(EXTRACT PROVIDED Opens)
A solid state battery swaps the liquid inside a typical EV cell for a solid material, a change long promised to extend range and cut charge times.
A Dodge Charger Daytona is on American roads right now with a solid-state battery pack, a configuration the auto industry has chased for more than a decade. The car is a production-intent test vehicle running a pack built by Factorial Energy, a Methuen, Massachusetts battery developer, under a partnership with Stellantis, the global car group that owns Dodge along with Chrysler, Jeep, Ram, Fiat, Peugeot, and Citroën.
The test is real, and it is narrow. New Atlas, which broke the story on June 15, calls the Charger a "guinea-pig vehicle," and the article notes that Stellantis "hasn't previously been characterized as a technology pioneer." Both phrases belong in any honest read of the announcement: a production-intent chassis on public roads is a genuine step, and the same companies publishing the photo are also flagging that they have not given the public much to measure.
(EXTRACT PROVIDED Closes)
(DATA EXTRACTS Opens)
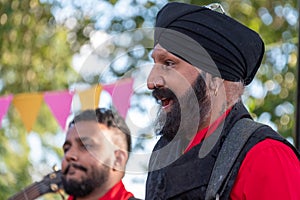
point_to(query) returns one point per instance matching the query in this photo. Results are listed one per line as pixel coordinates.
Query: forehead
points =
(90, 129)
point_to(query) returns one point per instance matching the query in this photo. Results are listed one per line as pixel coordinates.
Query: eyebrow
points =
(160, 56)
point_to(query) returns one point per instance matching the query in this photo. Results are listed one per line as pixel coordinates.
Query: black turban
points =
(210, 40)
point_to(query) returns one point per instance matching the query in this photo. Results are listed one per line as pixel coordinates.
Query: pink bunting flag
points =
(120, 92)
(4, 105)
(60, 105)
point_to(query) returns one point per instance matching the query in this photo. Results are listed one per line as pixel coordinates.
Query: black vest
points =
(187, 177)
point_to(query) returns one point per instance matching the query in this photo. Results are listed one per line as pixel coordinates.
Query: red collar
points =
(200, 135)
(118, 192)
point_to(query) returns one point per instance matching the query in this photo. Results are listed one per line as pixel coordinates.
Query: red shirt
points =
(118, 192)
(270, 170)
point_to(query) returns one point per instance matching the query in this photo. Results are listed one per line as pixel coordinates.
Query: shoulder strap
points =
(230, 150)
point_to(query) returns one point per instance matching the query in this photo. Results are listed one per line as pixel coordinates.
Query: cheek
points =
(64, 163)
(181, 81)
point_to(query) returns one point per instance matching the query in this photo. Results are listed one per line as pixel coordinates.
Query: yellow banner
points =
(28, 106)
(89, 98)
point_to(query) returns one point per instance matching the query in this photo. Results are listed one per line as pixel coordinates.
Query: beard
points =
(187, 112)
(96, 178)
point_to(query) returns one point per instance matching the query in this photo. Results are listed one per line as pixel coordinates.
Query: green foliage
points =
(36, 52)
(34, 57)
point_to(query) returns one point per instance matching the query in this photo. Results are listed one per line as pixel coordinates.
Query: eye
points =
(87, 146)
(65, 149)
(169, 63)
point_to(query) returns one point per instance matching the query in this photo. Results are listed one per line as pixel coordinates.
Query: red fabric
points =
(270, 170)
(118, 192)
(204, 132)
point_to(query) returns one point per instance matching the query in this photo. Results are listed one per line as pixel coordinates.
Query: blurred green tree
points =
(DATA EXTRACTS Closes)
ACTIVITY:
Please extend the piece above on the Dodge Charger Daytona's solid-state battery test, starting after its final sentence.

ANSWER AREA:
A solid-state battery is best understood as a swap inside the cell. A conventional lithium-ion EV pack stores and moves charge through a liquid electrolyte. A solid-state cell replaces that liquid with a solid material, which in principle lets the same weight of battery hold more energy and accept a charge faster, while also reducing the flammable liquid that makes EV battery fires a news event. The promise has been visible on slide decks since at least the early 2010s. The hard part has been manufacturing the cells cheaply, in large formats, with a long enough cycle life to survive a car warranty.
Two numbers from the Stellantis and Factorial partnership dominate the announcement. The pack is described as reaching roughly 375 watt-hours per kilogram, a measure of how much energy a battery holds for its weight, with higher numbers meaning more range from a smaller, lighter pack. The companies also claim a 15-to-90 percent recharge in about 18 minutes. Both figures are partner-attributed, neither has been independently verified, and the article disclosing them does not specify how many cycles the pack is designed to survive, what climate range the road test covers, or what mileage target the program is trying to clear.
There is also a quieter question the announcement does not resolve. Industry coverage of the Factorial cell has used both "solid-state" and "semi-solid" or "quasi-solid," and the New Atlas piece does not pick a side. The distinction matters because semi-solid cells are an intermediate technology that several competitors, including Chinese battery makers, are already shipping in limited programs. If the pack in the Charger is semi-solid rather than fully solid, the milestone is a step inside an existing trend rather than a leap past it.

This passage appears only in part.